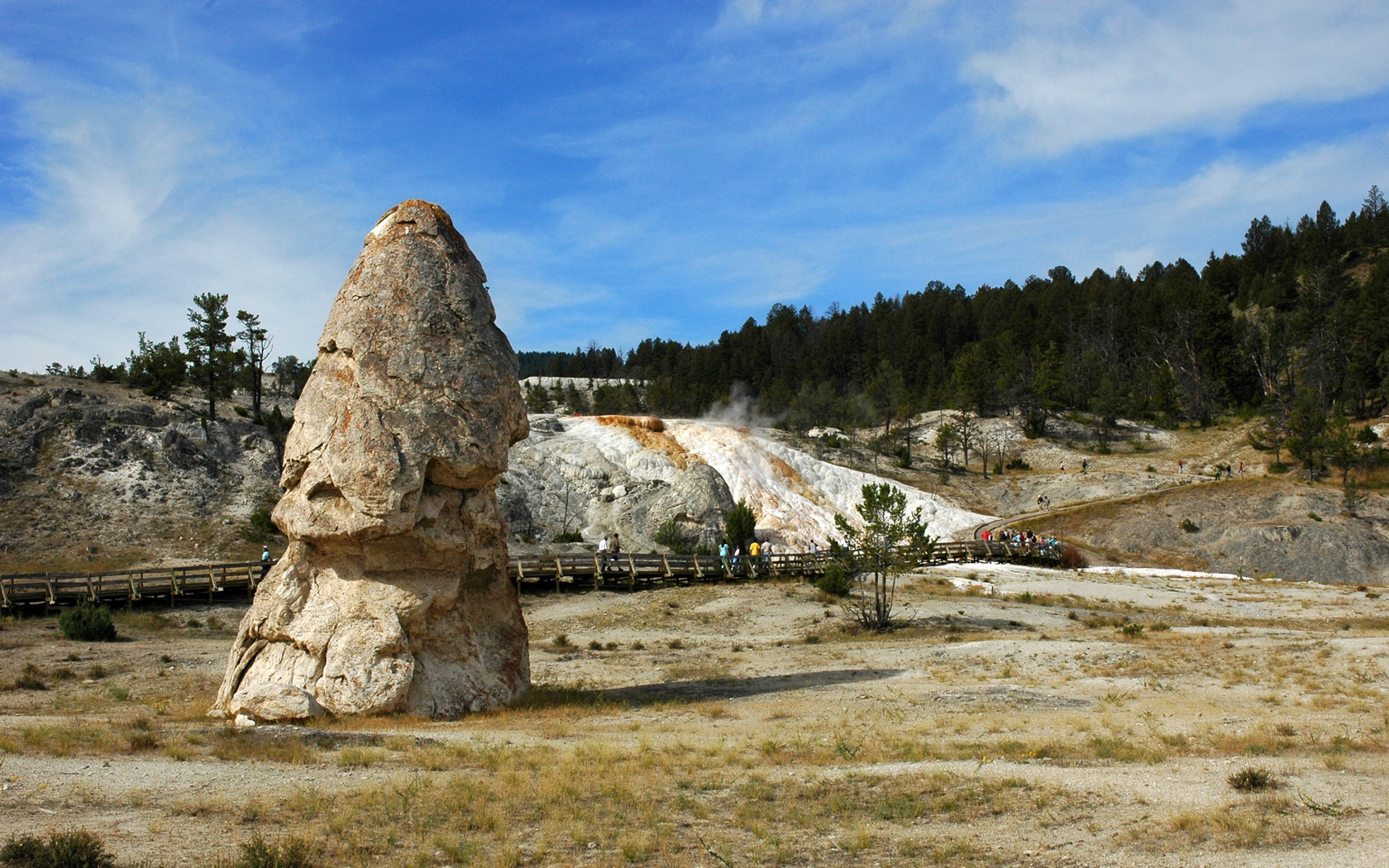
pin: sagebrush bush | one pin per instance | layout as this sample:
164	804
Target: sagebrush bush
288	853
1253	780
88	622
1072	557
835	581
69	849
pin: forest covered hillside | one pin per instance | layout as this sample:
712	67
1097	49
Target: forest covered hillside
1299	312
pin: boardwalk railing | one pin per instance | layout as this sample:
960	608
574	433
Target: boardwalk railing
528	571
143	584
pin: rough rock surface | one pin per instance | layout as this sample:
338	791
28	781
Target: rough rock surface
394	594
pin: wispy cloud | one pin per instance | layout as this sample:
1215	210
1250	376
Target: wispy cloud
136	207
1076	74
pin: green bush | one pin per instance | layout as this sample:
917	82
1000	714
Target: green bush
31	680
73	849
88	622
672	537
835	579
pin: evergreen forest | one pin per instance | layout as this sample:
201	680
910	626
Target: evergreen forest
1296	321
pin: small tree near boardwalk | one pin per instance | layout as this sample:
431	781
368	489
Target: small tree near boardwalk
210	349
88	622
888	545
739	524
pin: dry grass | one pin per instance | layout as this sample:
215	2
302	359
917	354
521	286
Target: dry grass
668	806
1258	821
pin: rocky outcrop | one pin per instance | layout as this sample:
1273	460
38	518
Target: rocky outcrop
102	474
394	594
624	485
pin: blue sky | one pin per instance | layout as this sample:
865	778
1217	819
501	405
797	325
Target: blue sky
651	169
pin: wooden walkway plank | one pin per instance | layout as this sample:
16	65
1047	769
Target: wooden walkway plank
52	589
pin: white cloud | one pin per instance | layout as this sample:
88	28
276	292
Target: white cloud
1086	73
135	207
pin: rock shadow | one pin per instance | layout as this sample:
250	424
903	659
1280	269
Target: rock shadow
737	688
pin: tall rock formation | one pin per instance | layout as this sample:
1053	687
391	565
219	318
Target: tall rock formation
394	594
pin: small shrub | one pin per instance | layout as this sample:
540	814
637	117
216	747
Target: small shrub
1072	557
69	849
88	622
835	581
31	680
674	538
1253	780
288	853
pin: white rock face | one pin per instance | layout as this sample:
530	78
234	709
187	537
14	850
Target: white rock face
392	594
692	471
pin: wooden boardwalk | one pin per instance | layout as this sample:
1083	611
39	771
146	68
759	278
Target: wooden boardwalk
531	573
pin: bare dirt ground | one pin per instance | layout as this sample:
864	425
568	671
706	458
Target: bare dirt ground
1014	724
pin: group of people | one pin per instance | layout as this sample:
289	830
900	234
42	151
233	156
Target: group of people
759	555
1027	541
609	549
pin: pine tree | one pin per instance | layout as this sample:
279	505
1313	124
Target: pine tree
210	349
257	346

* * *

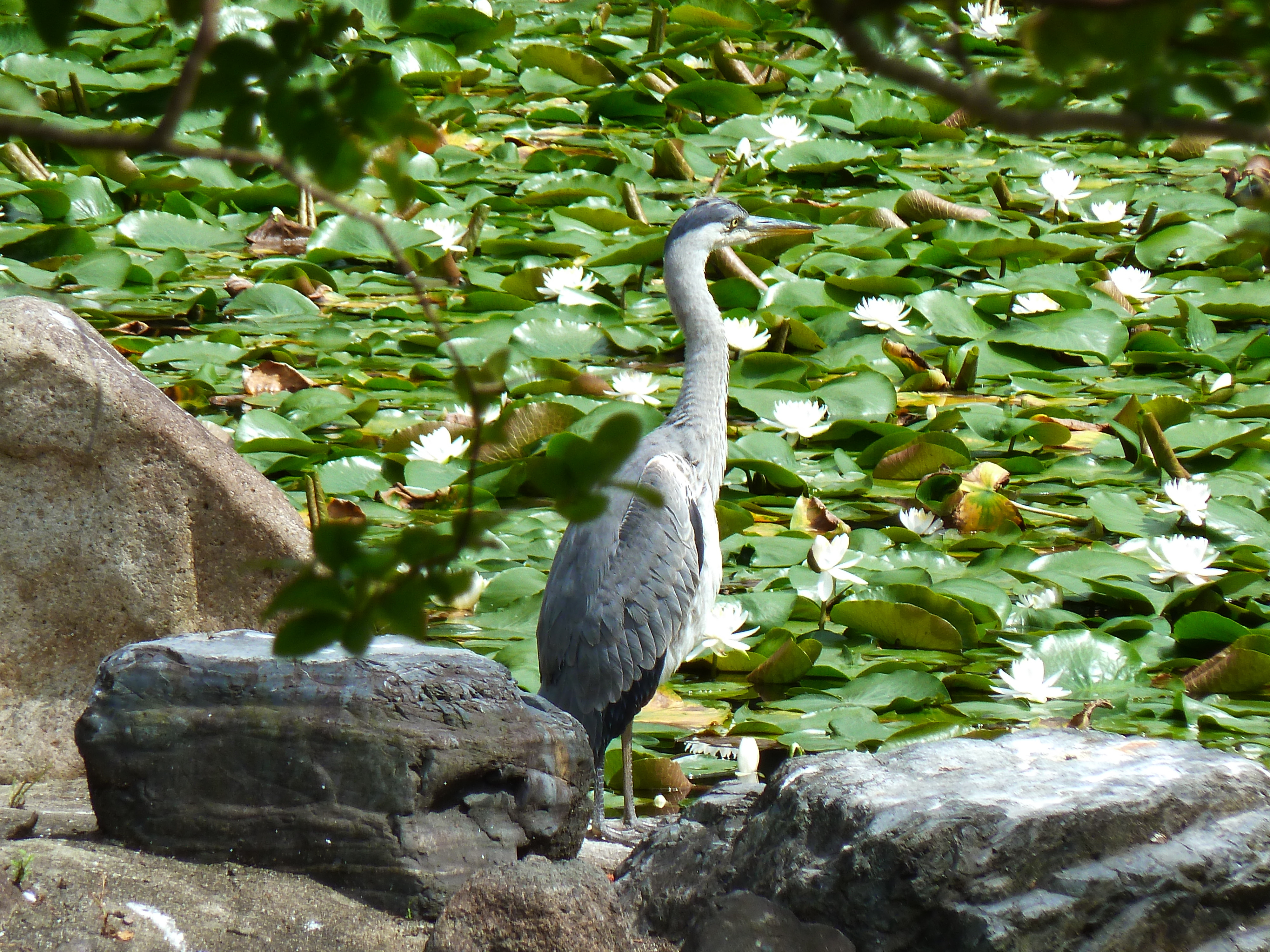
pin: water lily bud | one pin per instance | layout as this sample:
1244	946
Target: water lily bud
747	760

* * *

▸ **YOUR TASK**
Among the records above, a stretch begins at the line containing "pin: sagebrush bush" and ends at the line containing "pin: small tree". Restate that stretch word for word, and nothing else.

▸ **SOLUTION TO THE PROBLEM**
pin: sagebrush bush | one pin per instance | layout as this sample:
164	804
Target: sagebrush bush
288	853
1253	780
88	622
1072	557
835	581
69	849
pin: forest covered hillside | one pin per instance | layout as this sample:
712	67
1097	49
Target: forest covered hillside
1299	312
pin: boardwalk railing | one pin per instance | layout as this sample:
960	608
574	433
Target: boardwalk railing
528	571
143	584
pin: rough rock surface | one pin per instance | layout as this sample:
338	791
28	781
Target: rough rock surface
394	594
pin: wispy cloud | one pin per instance | layout as this sample:
1215	210
1250	376
Target: wispy cloud
136	207
1076	74
pin: green bush | one pin per instance | layout as this sample:
917	82
1000	714
Target: green bush
31	680
73	849
88	622
672	537
835	579
pin: evergreen forest | one pin per instance | layout as this sample:
201	680
910	626
Target: evergreen forest
1296	321
pin: small tree near boardwalk | one pin per instance | layout as this sample:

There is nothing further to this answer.